> _INPUT DATA_
::::::

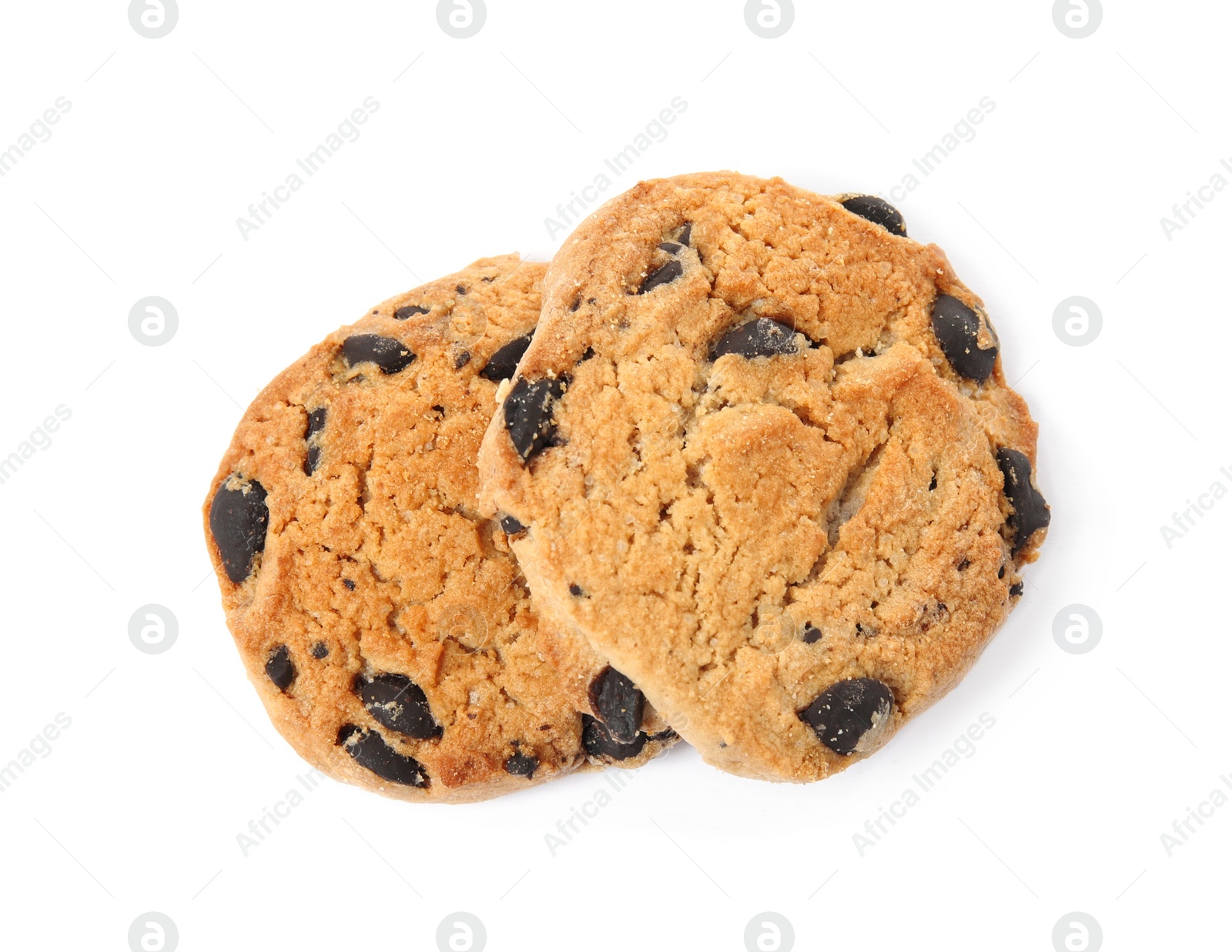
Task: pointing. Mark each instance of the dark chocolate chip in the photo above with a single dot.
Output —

::::::

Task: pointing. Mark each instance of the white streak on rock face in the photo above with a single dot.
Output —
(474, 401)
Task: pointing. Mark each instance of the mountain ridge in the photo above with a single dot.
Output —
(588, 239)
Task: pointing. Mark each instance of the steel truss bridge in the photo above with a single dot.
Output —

::::::

> _GOAL OF THE EXERCISE_
Pick out each line of the data that contains the word "above", treating uppercase and lowercase as different.

> _COMPLETE RESPONSE_
Task: pointing. Mark each instance of the dark chocolate chip in the photo above with a single dot.
Task: pointing. Mark each instance of the white streak on rock face in the photo above with a single dot.
Task: pointing. Mark each instance of the mountain ridge in the photo above with a single dot.
Task: pointing. Mark each instance of the steel truss bridge in the photo above with a single dot.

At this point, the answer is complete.